§ Document segment:
○ ○ ○
Category Archives: politics

Michael and Me

It looks like I’ll get an early view of Michael Moore’s new film Sicko. The man is no stranger to controversy. I first heard of the rotund champion of the Left during his stint with TV Nation. I liked his style. Later, he gave a speech during my undergraduate days at Florida State University. It was 2000 and the main thrust of his speech was that if we didn’t keep Bush out of the White House, it would usher in the dark days of the apocalypse. No comment. I like watching his documentaries even if I don’t always agree 100% with the politics he’s pushing. He makes some interesting points, but I do sometimes get annoyed with his constant antics as showy provocateur. It comes off a grating and over the top, and sometimes it feels a trifle staged and over-edited. (and perhaps with good reason)

I saw his most confrontational film, Fahrenheit 9/11 while I was in South Africa, where his grudge match with the Bush administration seemed to play well with the crowd who were not fans of our Commander in Chief. I liked him better when he was in his more grassroots mode, ala Roger & Me, or the more philosophical as in Bowling for Columbine.

I’m interested to see what he has to say with Sicko, as I think the health care industry makes a good target for him to snipe at. Is there anybody out there who actually likes the state of health care in America? I think people everywhere and on both sides of the aisle have serious issues with the way the system stands. Michael Moore is a muckraker, pure and simple. Sometimes that gets on my nerves. Sometimes, it works. We’ll see how this plays out.
○ ○ ○
Saved entries:
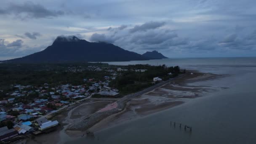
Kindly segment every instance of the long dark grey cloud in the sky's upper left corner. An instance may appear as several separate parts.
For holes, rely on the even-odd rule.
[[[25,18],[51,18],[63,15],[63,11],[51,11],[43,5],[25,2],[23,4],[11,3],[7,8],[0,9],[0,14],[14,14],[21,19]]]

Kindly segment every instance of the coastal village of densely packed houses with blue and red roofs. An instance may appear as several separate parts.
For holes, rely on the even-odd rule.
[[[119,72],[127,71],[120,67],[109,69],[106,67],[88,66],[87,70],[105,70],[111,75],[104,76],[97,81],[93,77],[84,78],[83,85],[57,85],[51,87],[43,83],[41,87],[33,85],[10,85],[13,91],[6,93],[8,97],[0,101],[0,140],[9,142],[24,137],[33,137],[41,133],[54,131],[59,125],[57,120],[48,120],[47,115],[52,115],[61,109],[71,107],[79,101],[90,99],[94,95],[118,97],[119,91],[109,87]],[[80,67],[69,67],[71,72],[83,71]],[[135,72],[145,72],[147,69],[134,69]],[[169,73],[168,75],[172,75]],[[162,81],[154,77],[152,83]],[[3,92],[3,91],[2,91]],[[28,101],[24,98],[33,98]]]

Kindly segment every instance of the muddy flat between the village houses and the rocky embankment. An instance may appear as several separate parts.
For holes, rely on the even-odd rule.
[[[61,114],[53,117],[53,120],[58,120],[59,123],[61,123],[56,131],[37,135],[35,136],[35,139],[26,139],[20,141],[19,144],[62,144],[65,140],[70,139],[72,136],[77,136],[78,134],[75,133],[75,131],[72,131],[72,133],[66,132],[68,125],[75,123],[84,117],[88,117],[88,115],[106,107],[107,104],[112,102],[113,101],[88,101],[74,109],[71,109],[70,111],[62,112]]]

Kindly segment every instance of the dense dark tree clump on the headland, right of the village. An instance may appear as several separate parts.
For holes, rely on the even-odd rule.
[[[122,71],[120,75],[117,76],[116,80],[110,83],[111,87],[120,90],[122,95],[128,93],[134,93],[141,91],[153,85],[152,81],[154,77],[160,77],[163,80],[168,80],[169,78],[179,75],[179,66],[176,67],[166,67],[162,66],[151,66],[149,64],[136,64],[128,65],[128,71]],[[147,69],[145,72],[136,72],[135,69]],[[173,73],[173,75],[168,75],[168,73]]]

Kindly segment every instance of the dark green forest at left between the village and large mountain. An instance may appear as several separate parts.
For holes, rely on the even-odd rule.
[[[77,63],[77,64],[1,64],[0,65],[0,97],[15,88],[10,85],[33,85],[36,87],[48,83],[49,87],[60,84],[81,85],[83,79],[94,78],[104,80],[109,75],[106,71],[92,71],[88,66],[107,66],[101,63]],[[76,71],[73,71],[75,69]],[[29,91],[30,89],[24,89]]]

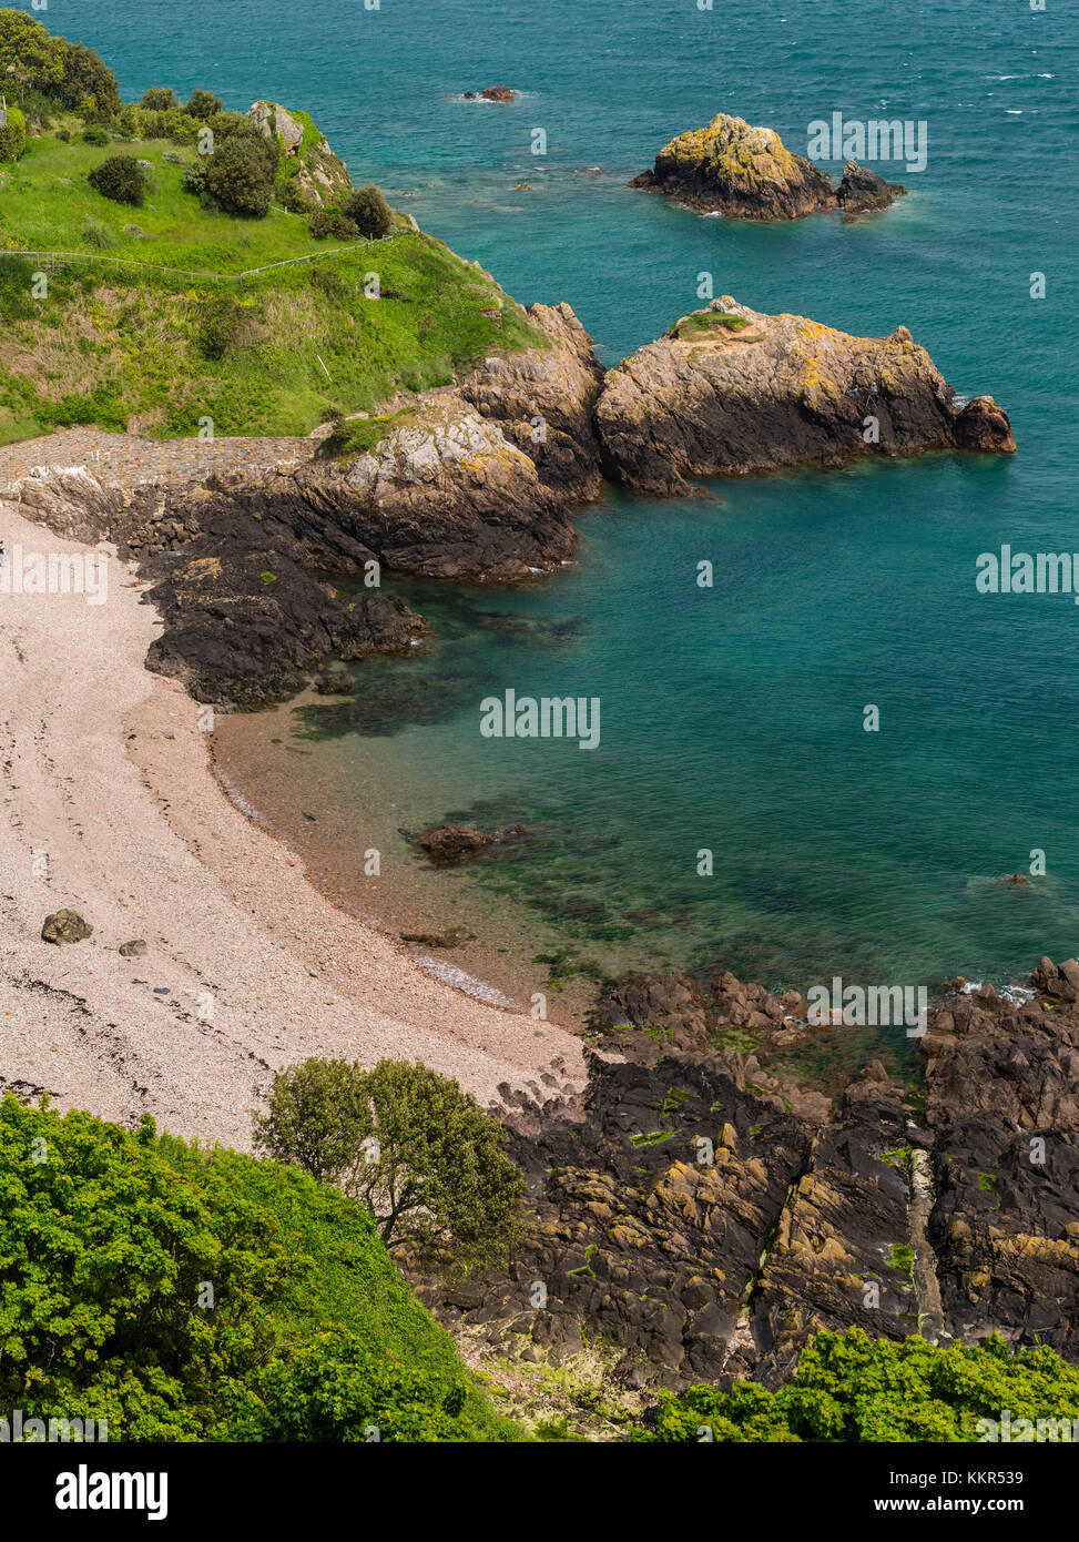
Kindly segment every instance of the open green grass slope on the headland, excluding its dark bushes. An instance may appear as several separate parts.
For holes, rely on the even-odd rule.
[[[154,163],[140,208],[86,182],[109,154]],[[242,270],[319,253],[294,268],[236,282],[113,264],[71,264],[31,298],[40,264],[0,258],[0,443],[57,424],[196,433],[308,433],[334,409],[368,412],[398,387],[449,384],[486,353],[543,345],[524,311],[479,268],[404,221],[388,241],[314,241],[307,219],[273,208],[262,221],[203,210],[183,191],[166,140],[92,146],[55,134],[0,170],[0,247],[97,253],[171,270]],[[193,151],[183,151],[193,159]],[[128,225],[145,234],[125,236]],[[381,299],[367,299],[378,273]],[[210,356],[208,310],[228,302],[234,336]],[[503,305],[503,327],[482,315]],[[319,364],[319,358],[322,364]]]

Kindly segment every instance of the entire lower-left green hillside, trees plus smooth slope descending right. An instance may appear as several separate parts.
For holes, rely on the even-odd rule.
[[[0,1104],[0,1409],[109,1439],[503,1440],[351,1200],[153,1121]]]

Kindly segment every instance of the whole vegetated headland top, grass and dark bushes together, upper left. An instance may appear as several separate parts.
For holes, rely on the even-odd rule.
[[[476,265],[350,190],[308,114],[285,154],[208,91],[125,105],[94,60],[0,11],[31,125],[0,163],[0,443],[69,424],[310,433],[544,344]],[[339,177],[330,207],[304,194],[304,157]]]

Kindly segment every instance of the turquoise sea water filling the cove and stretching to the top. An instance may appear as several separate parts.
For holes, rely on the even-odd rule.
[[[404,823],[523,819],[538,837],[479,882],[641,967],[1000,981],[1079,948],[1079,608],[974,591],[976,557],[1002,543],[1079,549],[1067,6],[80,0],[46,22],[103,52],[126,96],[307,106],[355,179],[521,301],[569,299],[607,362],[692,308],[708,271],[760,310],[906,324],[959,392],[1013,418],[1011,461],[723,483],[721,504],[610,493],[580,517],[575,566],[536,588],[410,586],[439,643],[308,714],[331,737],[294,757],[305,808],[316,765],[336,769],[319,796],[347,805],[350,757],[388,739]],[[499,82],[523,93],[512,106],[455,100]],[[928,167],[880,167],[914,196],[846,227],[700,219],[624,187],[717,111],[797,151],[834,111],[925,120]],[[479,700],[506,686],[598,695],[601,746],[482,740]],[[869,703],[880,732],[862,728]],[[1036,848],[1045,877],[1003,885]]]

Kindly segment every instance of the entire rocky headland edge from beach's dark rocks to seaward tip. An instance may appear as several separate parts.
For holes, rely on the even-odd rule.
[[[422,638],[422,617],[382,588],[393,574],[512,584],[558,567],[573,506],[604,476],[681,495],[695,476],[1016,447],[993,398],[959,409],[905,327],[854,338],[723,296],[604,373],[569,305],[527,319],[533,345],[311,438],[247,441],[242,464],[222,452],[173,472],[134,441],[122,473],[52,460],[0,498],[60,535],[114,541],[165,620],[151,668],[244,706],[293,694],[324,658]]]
○ ○ ○
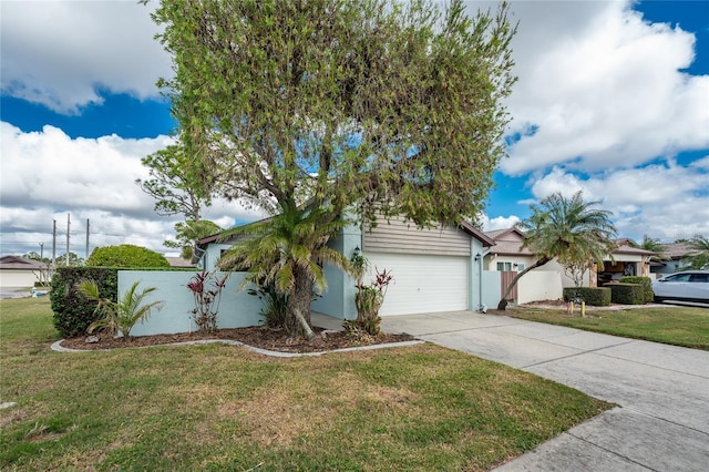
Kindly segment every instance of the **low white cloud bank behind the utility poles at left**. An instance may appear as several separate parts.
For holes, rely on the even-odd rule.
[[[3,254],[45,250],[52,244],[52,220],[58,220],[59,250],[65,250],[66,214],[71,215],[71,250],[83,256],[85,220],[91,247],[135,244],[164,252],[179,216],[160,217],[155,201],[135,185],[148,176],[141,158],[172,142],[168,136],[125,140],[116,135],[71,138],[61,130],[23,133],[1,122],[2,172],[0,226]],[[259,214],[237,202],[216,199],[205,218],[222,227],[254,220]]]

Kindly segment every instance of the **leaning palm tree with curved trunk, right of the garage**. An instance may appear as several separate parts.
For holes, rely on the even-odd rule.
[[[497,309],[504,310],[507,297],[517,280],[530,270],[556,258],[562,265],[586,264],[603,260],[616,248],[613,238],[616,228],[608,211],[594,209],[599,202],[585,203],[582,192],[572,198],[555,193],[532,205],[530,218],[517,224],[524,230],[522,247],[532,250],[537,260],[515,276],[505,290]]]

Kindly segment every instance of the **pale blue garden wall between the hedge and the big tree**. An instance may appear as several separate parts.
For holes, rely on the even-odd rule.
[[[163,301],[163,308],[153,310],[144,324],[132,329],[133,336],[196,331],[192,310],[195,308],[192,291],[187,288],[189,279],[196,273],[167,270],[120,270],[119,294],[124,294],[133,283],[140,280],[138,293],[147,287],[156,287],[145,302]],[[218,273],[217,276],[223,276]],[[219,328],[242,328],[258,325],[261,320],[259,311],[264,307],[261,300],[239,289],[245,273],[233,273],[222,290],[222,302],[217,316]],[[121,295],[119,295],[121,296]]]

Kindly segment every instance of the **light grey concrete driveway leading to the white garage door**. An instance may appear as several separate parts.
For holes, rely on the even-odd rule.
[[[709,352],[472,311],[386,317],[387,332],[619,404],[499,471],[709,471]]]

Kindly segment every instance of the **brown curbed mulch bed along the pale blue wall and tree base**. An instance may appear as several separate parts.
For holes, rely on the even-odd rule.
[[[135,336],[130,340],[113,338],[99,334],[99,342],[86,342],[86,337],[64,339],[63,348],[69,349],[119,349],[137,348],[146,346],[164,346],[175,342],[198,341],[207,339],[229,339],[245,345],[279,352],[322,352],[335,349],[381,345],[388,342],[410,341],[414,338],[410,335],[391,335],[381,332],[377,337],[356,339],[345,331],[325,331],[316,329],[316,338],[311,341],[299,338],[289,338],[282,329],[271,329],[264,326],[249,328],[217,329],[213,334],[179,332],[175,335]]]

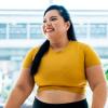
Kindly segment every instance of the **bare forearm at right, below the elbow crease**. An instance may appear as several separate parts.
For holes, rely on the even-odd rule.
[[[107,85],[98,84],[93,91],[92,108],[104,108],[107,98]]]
○ ○ ○
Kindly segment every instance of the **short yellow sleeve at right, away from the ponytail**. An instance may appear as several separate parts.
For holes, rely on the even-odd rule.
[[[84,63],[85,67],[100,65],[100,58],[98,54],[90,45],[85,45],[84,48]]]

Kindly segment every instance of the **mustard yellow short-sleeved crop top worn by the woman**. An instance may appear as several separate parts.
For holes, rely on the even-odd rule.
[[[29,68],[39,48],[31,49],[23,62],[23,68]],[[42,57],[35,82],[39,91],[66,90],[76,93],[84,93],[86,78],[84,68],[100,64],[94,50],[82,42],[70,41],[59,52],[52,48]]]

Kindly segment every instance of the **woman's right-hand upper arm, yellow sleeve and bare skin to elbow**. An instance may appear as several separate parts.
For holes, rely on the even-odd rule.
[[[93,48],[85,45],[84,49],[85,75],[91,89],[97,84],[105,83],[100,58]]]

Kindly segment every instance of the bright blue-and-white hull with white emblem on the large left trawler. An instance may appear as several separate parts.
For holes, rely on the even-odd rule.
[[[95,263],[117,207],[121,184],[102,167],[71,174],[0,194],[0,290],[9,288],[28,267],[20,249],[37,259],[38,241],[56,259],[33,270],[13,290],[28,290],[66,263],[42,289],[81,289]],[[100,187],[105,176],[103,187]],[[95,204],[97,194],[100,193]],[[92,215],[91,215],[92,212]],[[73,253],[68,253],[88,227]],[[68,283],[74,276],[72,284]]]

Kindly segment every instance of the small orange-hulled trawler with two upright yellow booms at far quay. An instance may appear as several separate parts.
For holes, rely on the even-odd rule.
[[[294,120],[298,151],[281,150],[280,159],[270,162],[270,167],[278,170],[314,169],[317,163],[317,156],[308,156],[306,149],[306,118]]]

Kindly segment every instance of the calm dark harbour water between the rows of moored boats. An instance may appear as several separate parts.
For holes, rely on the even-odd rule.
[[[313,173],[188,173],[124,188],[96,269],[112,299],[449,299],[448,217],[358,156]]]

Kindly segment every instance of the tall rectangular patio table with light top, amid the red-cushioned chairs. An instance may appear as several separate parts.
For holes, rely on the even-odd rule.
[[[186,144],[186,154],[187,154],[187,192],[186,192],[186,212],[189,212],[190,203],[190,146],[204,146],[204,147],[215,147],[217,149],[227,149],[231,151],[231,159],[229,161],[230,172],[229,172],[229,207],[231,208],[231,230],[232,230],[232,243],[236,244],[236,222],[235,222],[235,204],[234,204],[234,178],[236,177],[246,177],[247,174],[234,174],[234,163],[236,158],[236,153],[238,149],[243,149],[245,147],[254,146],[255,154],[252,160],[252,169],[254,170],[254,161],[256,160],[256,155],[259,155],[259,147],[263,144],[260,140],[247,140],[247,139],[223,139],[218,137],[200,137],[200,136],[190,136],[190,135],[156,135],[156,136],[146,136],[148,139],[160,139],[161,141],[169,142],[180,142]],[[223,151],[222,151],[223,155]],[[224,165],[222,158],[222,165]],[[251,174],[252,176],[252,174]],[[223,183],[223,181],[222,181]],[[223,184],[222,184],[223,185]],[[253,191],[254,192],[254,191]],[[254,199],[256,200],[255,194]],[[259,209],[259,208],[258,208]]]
○ ○ ○
§ Task objective:
Please reproduce word for word the part of the Michael Moore post that opens with the words containing "Michael and Me" and closes with "with good reason)".

§ Written solution:
Michael and Me

It looks like I’ll get an early view of Michael Moore’s new film Sicko. The man is no stranger to controversy. I first heard of the rotund champion of the Left during his stint with TV Nation. I liked his style. Later, he gave a speech during my undergraduate days at Florida State University. It was 2000 and the main thrust of his speech was that if we didn’t keep Bush out of the White House, it would usher in the dark days of the apocalypse. No comment. I like watching his documentaries even if I don’t always agree 100% with the politics he’s pushing. He makes some interesting points, but I do sometimes get annoyed with his constant antics as showy provocateur. It comes off a grating and over the top, and sometimes it feels a trifle staged and over-edited. (and perhaps with good reason)